● **What the task requires**: Exactly as given, write out the lines from the one containing "Spot the camouflage cap" through the end of the listing, with both ends included and nothing else.

(Entries taken from a collection)
--- begin ---

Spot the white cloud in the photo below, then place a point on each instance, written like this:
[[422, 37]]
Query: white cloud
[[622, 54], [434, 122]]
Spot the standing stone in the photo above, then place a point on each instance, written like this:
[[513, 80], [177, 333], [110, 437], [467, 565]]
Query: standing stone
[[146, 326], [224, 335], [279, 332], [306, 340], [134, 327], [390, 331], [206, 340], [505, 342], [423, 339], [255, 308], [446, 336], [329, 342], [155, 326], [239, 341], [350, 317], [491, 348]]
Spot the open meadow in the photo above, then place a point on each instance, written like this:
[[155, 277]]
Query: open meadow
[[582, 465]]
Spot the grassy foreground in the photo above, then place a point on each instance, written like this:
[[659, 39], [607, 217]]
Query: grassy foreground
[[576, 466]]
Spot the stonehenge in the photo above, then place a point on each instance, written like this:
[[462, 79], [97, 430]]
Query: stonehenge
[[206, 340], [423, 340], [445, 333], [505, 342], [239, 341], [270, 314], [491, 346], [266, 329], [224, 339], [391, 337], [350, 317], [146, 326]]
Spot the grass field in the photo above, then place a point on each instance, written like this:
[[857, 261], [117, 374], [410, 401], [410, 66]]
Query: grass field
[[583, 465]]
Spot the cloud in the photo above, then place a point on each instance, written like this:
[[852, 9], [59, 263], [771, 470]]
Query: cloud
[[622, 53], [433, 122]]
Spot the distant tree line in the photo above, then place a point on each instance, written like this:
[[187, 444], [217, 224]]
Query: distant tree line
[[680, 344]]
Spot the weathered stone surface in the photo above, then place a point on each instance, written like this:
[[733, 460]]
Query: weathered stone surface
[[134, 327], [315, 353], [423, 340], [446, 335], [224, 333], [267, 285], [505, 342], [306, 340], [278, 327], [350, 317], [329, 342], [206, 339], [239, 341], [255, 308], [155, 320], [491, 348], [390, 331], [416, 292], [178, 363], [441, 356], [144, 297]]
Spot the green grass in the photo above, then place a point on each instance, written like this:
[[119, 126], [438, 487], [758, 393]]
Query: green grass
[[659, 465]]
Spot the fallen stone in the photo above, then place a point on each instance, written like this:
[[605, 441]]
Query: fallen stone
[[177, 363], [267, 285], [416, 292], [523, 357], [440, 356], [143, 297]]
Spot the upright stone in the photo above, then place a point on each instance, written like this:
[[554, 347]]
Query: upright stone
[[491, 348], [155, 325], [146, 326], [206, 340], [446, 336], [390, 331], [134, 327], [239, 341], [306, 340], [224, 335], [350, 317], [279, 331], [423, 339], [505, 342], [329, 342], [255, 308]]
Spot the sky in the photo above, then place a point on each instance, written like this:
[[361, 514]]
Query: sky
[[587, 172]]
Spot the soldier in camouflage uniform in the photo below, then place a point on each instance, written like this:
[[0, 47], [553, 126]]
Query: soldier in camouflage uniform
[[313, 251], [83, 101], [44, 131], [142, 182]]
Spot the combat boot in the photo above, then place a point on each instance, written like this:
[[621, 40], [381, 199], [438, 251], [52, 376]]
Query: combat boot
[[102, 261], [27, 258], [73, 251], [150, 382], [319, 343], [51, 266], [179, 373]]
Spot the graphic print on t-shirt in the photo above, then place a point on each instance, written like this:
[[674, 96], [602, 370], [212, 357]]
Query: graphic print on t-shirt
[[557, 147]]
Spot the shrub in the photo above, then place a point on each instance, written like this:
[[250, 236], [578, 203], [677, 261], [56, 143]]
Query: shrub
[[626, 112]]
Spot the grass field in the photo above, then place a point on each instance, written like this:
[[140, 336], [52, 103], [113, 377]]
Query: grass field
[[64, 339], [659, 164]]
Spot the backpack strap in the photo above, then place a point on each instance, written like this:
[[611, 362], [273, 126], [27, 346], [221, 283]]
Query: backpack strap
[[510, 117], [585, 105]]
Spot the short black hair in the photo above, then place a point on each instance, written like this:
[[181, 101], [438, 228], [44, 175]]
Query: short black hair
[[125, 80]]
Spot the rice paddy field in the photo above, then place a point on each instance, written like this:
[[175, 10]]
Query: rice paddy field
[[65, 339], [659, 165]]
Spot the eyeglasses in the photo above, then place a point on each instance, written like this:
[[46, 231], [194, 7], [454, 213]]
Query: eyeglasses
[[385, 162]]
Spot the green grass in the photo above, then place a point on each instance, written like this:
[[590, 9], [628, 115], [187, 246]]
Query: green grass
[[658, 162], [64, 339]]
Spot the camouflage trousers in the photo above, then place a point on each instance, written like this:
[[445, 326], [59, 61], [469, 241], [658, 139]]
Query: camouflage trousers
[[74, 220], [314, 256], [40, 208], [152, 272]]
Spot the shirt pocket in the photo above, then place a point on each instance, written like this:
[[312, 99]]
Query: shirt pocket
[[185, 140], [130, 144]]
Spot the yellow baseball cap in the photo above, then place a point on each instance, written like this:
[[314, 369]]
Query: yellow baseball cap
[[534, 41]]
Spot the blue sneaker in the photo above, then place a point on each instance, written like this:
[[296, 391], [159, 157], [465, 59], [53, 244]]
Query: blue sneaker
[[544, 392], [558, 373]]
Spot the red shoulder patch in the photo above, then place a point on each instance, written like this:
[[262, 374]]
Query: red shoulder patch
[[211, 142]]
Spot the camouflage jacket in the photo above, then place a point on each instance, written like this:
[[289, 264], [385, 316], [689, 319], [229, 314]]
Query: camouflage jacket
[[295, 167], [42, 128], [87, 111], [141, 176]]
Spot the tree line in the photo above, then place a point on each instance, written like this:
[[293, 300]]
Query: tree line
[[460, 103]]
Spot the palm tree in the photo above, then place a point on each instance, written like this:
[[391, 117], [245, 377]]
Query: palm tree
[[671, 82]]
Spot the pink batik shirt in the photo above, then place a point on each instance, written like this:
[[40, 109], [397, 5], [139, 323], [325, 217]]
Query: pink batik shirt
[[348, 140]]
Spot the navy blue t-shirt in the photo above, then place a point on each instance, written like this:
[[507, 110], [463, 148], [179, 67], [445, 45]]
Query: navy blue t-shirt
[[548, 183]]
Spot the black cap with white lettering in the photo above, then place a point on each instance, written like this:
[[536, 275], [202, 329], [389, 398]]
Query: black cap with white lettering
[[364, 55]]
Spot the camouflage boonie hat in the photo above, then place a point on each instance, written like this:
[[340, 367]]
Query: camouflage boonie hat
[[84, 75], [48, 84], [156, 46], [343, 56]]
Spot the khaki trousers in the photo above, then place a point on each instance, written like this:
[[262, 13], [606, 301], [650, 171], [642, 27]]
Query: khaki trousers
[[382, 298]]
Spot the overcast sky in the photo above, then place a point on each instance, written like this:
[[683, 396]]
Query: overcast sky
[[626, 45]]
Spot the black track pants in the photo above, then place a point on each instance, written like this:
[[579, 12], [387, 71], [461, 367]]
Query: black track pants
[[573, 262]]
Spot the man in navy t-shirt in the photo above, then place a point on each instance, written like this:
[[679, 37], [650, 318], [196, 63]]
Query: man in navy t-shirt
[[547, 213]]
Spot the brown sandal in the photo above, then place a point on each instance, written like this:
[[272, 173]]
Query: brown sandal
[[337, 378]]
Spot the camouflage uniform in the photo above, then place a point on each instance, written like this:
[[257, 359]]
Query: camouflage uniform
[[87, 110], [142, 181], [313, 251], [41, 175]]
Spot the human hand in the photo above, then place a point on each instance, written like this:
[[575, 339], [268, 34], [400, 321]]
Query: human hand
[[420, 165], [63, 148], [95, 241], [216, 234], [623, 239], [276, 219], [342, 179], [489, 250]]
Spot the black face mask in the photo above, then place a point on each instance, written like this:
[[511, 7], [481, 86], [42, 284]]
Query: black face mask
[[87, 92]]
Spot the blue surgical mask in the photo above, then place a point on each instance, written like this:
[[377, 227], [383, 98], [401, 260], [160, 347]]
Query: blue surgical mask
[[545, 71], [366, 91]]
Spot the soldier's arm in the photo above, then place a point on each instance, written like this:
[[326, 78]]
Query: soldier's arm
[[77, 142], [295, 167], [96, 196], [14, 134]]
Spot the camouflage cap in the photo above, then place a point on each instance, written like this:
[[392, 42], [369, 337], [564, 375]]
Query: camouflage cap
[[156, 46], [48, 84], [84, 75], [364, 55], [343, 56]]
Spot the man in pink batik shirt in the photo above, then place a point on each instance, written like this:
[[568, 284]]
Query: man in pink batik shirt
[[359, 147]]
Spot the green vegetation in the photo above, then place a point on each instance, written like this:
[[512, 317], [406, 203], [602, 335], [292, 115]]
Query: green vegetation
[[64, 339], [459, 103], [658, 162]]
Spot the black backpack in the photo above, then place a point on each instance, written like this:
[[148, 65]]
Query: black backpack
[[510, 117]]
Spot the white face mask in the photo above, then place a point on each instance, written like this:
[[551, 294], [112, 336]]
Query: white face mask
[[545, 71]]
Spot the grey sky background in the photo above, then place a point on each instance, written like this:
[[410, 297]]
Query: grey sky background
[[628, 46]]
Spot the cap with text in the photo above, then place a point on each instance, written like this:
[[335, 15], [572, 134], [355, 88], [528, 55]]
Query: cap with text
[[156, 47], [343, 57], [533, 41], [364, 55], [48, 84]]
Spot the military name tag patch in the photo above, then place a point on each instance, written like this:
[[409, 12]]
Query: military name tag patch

--- end ---

● **Written response**:
Spot the camouflage cap in the photo above, then place a point on each instance, written like this:
[[392, 42], [369, 337], [564, 375]]
Query: camouflage cap
[[156, 46], [48, 84], [84, 75], [364, 55], [343, 56]]
Spot the man in pink batik shirt in the photo above, then place a point on each instance, written like this:
[[568, 284]]
Query: man in pink batik shirt
[[359, 147]]
Spot the green vegetation in the photo above, then place a point on each instance, written like this:
[[512, 317], [406, 203], [602, 335], [292, 115]]
Query: green vegetation
[[64, 339], [459, 103], [658, 162]]
Spot the black backpack in the photo above, then place a point on each instance, written like this:
[[148, 65]]
Query: black backpack
[[510, 117]]
Spot the white face mask in the photo above, then place a point on each instance, written like this:
[[551, 294], [112, 336]]
Query: white face mask
[[545, 71]]
Spot the grey sky background in the photo above, then place a point on each instance, written like this:
[[410, 297]]
Query: grey sky background
[[628, 46]]
Spot the cap with text in the photo above, then place a point on each instance, written like this:
[[335, 15], [572, 134], [355, 88], [528, 55]]
Query: cap with text
[[156, 47], [343, 57], [533, 41], [364, 55], [48, 84]]
Spot the military name tag patch in the photo above, then place a point on each instance, written like this:
[[409, 12]]
Query: military name tag patch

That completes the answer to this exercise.